WHAT YOU NEED TO DO ::
Start with the first line of the material. Repeat each line exactly through the one that contains "rough mask: <svg".

PROVIDED RECORDS ::
>>>

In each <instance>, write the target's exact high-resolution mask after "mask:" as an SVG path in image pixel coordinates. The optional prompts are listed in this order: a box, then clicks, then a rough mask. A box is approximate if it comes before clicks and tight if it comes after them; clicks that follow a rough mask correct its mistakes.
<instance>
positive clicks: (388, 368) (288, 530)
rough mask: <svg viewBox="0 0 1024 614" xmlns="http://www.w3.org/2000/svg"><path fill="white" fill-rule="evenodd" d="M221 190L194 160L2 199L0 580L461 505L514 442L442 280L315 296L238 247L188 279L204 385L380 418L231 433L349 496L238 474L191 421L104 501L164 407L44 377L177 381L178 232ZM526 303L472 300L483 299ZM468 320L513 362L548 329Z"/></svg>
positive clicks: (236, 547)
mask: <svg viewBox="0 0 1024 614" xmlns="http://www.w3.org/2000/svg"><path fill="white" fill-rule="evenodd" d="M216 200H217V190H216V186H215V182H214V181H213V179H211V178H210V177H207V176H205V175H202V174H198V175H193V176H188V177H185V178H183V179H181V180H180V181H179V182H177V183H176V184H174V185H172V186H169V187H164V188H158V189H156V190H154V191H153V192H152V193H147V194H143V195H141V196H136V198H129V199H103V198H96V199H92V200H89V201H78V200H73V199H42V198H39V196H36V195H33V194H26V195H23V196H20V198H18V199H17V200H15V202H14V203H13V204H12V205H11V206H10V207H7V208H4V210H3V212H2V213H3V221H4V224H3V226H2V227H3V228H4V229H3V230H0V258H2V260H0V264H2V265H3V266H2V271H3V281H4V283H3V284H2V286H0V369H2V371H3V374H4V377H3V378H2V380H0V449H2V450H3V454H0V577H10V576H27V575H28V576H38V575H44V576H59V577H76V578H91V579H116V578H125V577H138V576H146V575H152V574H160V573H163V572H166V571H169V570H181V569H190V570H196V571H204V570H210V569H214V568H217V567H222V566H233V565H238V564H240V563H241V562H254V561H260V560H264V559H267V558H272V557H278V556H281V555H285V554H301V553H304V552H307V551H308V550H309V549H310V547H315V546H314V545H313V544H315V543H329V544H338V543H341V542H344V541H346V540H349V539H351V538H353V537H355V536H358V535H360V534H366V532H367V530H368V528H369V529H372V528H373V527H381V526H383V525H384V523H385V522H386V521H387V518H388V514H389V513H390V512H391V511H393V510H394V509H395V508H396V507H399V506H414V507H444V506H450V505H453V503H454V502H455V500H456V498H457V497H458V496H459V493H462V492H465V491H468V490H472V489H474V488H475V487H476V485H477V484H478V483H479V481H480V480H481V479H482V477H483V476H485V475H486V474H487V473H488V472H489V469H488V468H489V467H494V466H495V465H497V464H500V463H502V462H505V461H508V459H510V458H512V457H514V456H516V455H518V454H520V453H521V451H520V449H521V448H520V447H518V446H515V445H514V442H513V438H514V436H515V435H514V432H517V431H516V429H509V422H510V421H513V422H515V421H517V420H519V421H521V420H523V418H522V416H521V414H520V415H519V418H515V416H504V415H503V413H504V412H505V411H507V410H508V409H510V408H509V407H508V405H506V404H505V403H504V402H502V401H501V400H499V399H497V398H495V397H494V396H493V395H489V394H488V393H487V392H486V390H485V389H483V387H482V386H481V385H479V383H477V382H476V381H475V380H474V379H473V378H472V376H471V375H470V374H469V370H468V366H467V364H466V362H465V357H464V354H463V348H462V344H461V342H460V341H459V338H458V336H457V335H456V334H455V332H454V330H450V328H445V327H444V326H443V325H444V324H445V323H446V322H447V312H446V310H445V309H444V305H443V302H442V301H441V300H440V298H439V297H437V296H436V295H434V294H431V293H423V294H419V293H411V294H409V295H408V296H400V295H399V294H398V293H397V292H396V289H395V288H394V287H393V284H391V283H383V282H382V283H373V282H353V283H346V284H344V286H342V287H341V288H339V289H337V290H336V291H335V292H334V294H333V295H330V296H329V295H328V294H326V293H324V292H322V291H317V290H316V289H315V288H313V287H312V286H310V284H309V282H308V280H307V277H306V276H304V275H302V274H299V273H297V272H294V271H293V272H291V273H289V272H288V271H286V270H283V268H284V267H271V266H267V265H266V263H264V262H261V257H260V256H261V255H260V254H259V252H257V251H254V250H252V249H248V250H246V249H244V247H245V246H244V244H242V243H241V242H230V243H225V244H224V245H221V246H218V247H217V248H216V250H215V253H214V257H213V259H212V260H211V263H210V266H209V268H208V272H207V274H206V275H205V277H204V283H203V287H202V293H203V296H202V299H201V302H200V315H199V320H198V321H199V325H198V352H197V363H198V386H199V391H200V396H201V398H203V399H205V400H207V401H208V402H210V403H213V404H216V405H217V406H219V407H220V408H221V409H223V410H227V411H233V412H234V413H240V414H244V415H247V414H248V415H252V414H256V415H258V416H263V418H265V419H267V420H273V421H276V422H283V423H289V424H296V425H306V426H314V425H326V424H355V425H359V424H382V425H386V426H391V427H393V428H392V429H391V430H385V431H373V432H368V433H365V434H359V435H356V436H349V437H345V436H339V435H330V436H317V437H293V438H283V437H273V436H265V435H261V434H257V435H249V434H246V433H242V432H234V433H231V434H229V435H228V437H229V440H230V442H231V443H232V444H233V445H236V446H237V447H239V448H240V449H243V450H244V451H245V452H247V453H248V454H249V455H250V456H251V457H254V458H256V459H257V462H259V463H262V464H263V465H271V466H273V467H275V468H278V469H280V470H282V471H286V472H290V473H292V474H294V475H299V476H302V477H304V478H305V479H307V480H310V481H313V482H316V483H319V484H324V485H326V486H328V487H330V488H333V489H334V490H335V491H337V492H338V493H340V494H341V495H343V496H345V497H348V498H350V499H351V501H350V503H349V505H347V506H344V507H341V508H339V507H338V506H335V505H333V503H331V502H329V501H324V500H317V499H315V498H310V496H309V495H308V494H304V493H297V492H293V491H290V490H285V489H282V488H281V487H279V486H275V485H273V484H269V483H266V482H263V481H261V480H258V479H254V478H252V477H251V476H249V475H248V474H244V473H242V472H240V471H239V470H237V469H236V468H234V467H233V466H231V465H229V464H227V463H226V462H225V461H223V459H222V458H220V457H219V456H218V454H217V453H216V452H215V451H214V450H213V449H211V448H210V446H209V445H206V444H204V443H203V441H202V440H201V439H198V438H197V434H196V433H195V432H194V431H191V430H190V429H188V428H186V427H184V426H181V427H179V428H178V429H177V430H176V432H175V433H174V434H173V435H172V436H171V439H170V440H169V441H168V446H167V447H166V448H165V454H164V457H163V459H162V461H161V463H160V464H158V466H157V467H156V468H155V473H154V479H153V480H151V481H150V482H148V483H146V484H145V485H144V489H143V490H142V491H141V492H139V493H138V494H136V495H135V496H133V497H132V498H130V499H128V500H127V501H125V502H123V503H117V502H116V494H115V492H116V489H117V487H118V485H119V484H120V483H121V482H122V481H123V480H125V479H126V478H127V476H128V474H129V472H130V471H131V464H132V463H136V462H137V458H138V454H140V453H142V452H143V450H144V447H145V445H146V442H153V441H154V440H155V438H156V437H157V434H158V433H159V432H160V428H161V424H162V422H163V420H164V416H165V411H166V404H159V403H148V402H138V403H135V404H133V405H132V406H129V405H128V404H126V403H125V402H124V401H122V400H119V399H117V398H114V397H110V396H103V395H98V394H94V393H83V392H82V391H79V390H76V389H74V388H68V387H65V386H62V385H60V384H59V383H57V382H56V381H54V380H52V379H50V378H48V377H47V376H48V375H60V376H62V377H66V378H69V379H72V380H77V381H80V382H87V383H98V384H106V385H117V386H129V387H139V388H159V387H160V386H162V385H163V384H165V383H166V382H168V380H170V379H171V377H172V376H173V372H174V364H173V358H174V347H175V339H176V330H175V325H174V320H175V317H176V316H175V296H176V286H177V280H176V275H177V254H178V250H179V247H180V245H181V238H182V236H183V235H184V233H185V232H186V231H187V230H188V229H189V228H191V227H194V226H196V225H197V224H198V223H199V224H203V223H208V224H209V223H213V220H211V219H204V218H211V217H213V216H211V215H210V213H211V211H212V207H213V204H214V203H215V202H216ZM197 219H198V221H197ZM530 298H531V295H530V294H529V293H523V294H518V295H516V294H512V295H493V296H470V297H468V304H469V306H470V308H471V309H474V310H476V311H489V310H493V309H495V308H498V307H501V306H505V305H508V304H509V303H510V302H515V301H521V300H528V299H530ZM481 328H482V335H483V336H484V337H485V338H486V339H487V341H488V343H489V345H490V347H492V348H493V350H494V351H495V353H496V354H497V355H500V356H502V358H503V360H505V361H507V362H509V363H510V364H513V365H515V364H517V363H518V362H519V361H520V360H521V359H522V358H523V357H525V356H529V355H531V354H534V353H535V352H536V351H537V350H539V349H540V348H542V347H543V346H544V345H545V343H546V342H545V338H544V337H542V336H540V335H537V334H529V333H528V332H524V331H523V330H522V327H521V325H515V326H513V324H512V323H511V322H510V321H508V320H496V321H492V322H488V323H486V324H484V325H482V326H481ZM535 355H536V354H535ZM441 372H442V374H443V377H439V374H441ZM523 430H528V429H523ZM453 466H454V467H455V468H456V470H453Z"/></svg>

<<<

SOLUTION BELOW ::
In each <instance>, write the target's exact high-resolution mask after "mask:" as an SVG path in image pixel coordinates. The optional prompts are listed in this order: a box, then clicks, then a rough mask. A box is approximate if it comes before clicks and tight if it comes after them; clicks that follow a rough mask correct its mistakes.
<instance>
positive clicks: (388, 368) (288, 530)
rough mask: <svg viewBox="0 0 1024 614" xmlns="http://www.w3.org/2000/svg"><path fill="white" fill-rule="evenodd" d="M221 190L194 160L2 199L0 580L461 505L514 442L442 280L315 296L238 247L188 279L204 385L380 418L231 433L349 496L238 474L191 421L104 501L164 407L44 377L177 381L178 232ZM526 303L472 300L483 299ZM468 320L513 362L548 329Z"/></svg>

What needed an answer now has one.